SET PROBLEM -
Rewrite the part of the entries that opens with the line containing "subject: stand of tree" and closes with the line containing "POLYGON ((141 402, 141", putting "occurrence" wherever "instance" occurs and leaving everything else unchanged.
═════ INPUT ═════
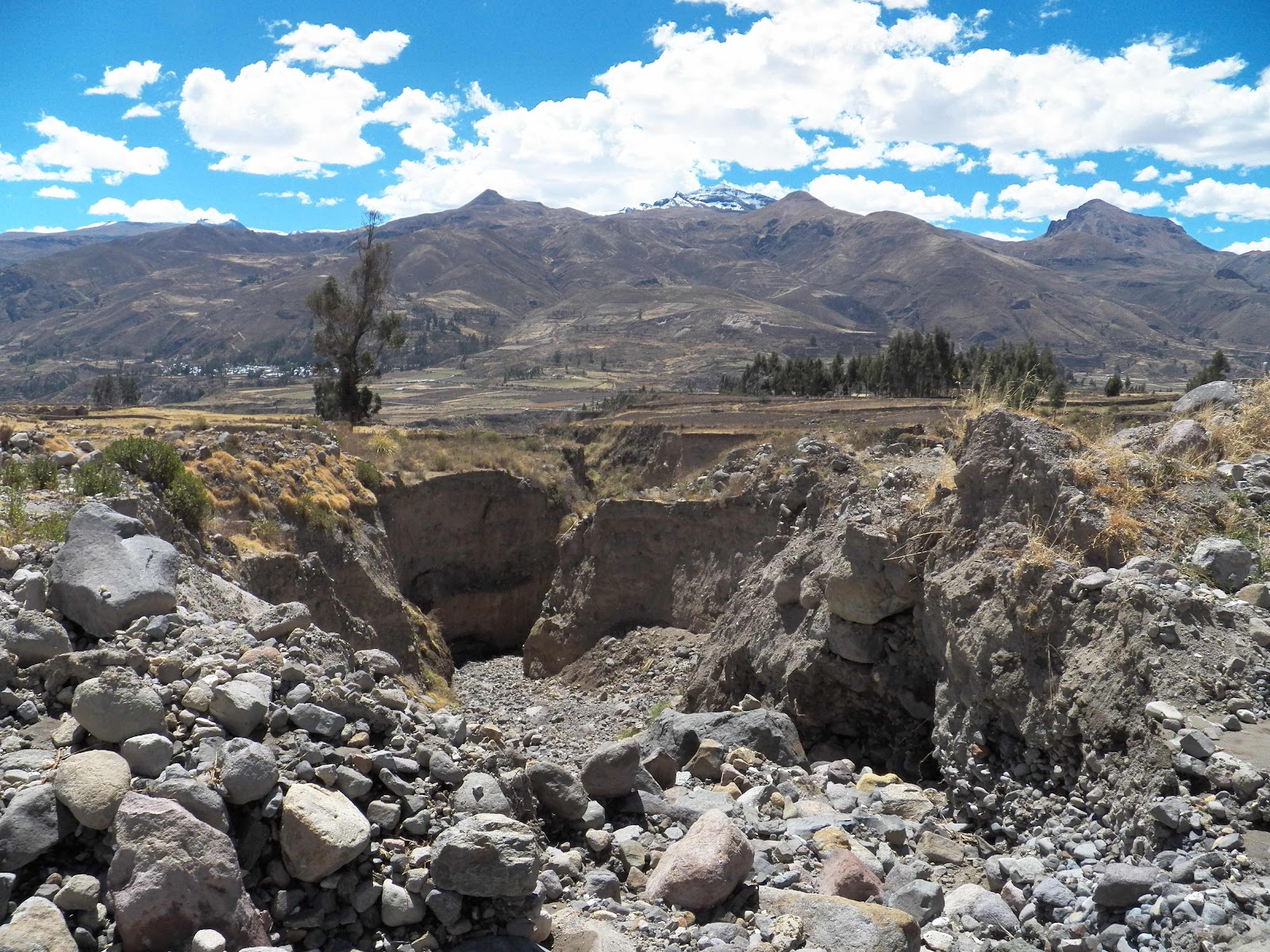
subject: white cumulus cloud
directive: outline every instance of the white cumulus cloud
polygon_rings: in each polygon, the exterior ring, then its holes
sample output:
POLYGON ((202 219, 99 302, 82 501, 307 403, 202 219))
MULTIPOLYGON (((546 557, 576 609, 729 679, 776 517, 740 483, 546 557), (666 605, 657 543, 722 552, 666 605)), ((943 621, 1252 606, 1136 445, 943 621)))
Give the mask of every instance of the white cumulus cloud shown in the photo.
POLYGON ((102 75, 102 84, 85 89, 84 95, 105 96, 121 95, 128 99, 140 99, 141 90, 151 83, 159 81, 159 71, 163 69, 154 60, 137 62, 132 60, 127 66, 114 66, 102 75))
POLYGON ((180 118, 196 146, 222 154, 217 171, 314 176, 380 159, 362 128, 372 122, 364 107, 382 95, 349 70, 257 62, 229 79, 203 67, 185 77, 180 118))
POLYGON ((1170 206, 1176 215, 1215 215, 1218 221, 1266 221, 1270 218, 1270 188, 1251 182, 1200 179, 1170 206))
POLYGON ((102 171, 107 184, 117 185, 128 175, 157 175, 168 165, 168 152, 157 146, 132 149, 127 140, 85 132, 53 116, 32 128, 47 141, 20 160, 0 152, 0 182, 91 182, 102 171))
POLYGON ((307 192, 262 192, 262 198, 293 198, 300 204, 311 204, 318 208, 329 208, 330 206, 339 204, 343 198, 314 198, 307 192))
POLYGON ((1270 237, 1259 239, 1257 241, 1236 241, 1222 250, 1233 251, 1237 255, 1247 254, 1248 251, 1270 251, 1270 237))
MULTIPOLYGON (((478 88, 476 94, 480 93, 478 88)), ((395 99, 389 100, 371 116, 371 122, 386 122, 401 127, 401 141, 420 152, 444 149, 455 137, 455 131, 447 124, 458 114, 461 105, 441 94, 410 89, 401 90, 395 99)))
MULTIPOLYGON (((394 184, 359 202, 408 215, 493 187, 607 211, 732 169, 761 176, 809 165, 875 169, 917 157, 919 147, 921 161, 935 150, 941 159, 986 155, 994 174, 1035 183, 1054 179, 1058 160, 1095 175, 1086 156, 1099 152, 1270 165, 1270 72, 1245 79, 1237 57, 1203 61, 1167 38, 1107 56, 1071 46, 1015 53, 979 46, 986 13, 894 6, 732 0, 729 13, 756 19, 735 29, 662 23, 646 61, 613 65, 585 95, 502 108, 469 93, 464 105, 485 113, 470 133, 436 94, 419 91, 405 103, 424 109, 422 119, 401 123, 401 135, 418 126, 422 157, 400 162, 394 184)), ((1139 202, 1151 194, 1126 193, 1139 202)))
POLYGON ((1140 211, 1162 206, 1165 201, 1156 192, 1132 192, 1119 183, 1104 179, 1088 188, 1066 185, 1058 179, 1039 179, 1026 184, 1007 185, 997 195, 988 217, 1044 221, 1062 218, 1073 208, 1100 198, 1125 211, 1140 211))
POLYGON ((1058 169, 1046 162, 1038 152, 998 152, 988 154, 988 171, 993 175, 1013 175, 1019 179, 1043 179, 1058 169))
POLYGON ((970 215, 950 195, 932 195, 898 182, 875 182, 864 175, 820 175, 806 190, 827 204, 848 212, 904 212, 930 222, 951 221, 970 215))
POLYGON ((311 62, 326 70, 357 70, 362 66, 382 66, 398 58, 410 43, 410 37, 395 29, 377 29, 362 39, 356 30, 334 23, 320 27, 316 23, 301 23, 274 42, 283 47, 278 53, 281 62, 311 62))
POLYGON ((956 151, 956 146, 930 146, 925 142, 899 142, 886 150, 886 159, 893 162, 903 162, 913 171, 925 171, 939 165, 956 165, 965 161, 965 156, 956 151))
POLYGON ((150 103, 137 103, 135 107, 123 113, 124 119, 156 119, 163 113, 157 108, 150 105, 150 103))
POLYGON ((94 202, 88 213, 123 218, 124 221, 180 222, 185 225, 198 221, 213 225, 235 221, 232 215, 218 212, 215 208, 187 208, 175 198, 142 198, 132 204, 119 198, 103 198, 94 202))

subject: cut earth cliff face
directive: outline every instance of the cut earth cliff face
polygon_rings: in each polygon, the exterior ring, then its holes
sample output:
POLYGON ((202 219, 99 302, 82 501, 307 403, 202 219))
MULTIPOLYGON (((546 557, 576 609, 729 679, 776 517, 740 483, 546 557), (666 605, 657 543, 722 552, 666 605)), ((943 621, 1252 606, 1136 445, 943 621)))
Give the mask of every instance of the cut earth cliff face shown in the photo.
POLYGON ((560 541, 560 567, 525 642, 526 673, 559 671, 605 636, 636 626, 709 627, 779 520, 754 495, 602 500, 560 541))
POLYGON ((396 583, 455 658, 519 650, 556 570, 563 504, 500 470, 398 482, 378 499, 396 583))

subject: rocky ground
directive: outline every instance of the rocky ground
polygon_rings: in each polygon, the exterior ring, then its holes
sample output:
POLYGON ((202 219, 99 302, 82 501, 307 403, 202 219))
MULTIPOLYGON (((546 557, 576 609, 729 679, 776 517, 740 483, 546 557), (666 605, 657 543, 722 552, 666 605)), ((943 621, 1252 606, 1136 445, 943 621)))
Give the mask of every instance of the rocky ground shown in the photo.
MULTIPOLYGON (((1264 518, 1270 456, 1215 458, 1224 425, 1130 437, 1139 481, 1185 444, 1177 526, 1264 518)), ((144 494, 74 500, 0 550, 0 949, 1270 948, 1257 536, 1113 553, 1153 503, 1088 458, 1003 411, 734 451, 683 489, 780 528, 709 631, 448 694, 144 494)))

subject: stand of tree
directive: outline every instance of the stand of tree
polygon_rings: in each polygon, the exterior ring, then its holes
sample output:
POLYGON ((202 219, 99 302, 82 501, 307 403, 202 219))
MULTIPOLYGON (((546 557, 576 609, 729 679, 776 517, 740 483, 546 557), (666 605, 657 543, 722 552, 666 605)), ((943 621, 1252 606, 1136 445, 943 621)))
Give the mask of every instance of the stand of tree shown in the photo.
POLYGON ((141 402, 141 382, 122 371, 93 381, 93 406, 136 406, 141 402))
POLYGON ((720 393, 828 396, 857 391, 893 397, 949 396, 958 391, 1001 395, 1012 406, 1033 406, 1043 395, 1060 405, 1067 376, 1050 349, 1010 341, 991 350, 975 344, 959 350, 942 327, 930 334, 899 331, 878 354, 826 363, 818 357, 758 354, 737 374, 719 380, 720 393))

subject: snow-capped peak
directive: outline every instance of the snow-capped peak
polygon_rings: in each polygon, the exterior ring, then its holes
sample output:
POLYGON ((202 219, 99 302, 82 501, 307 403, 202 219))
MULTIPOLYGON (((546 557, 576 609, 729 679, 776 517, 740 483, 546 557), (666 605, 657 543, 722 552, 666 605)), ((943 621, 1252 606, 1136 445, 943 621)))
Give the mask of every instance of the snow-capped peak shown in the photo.
POLYGON ((757 192, 744 192, 733 185, 711 185, 696 192, 676 192, 669 198, 644 202, 638 208, 622 208, 624 212, 645 212, 649 208, 712 208, 716 212, 752 212, 756 208, 775 202, 775 198, 757 192))

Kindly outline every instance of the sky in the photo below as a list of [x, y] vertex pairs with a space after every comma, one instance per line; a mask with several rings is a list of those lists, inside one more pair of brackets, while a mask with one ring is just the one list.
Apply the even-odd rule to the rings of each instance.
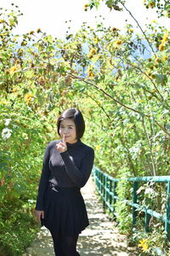
[[[18, 34], [41, 28], [47, 34], [64, 38], [68, 26], [71, 27], [70, 32], [77, 31], [82, 22], [88, 22], [94, 27], [95, 16], [102, 20], [105, 26], [123, 29], [126, 19], [136, 26], [128, 12], [110, 11], [105, 3], [98, 10], [93, 9], [85, 12], [84, 4], [88, 3], [88, 0], [0, 0], [0, 7], [11, 9], [11, 3], [18, 5], [24, 14], [19, 18], [19, 25], [14, 31], [14, 33]], [[156, 20], [156, 11], [147, 10], [143, 5], [143, 0], [128, 0], [126, 6], [143, 27], [147, 20]], [[102, 18], [99, 18], [99, 15]], [[166, 25], [164, 20], [162, 22]]]

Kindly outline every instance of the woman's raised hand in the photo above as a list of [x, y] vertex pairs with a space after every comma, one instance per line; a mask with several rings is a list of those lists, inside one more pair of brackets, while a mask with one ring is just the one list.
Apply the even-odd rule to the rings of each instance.
[[44, 218], [44, 211], [35, 211], [35, 215], [37, 218], [37, 221], [41, 223], [41, 219]]
[[62, 142], [59, 144], [56, 144], [57, 150], [60, 153], [63, 153], [67, 150], [66, 142], [65, 142], [65, 136], [63, 136]]

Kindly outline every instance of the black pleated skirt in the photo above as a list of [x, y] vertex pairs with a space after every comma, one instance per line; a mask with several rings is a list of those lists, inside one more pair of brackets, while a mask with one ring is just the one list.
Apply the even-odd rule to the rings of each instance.
[[78, 188], [48, 189], [42, 226], [63, 236], [80, 234], [89, 224], [84, 200]]

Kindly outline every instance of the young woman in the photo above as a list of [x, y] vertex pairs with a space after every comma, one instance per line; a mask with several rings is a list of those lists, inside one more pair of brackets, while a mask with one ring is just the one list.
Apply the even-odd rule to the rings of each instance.
[[79, 110], [65, 110], [57, 127], [61, 140], [46, 148], [35, 214], [49, 230], [55, 255], [77, 256], [78, 235], [89, 224], [80, 188], [90, 176], [94, 152], [80, 140], [85, 123]]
═════
TASK SOLUTION -
subject: stand of tree
directive: outline every occurrence of the stand of tree
polygon_rings: in each polygon, the exterior ring, then its holes
sample output:
POLYGON ((202 219, 99 302, 82 501, 307 403, 202 219))
MULTIPOLYGON (((546 557, 576 609, 729 679, 776 517, 740 483, 546 557), (666 605, 657 543, 722 552, 666 605)), ((943 621, 1252 606, 1136 445, 943 621)))
Give the mask of every occurrence of the stand of tree shown in the photo.
POLYGON ((141 402, 141 382, 122 371, 93 381, 93 406, 136 406, 141 402))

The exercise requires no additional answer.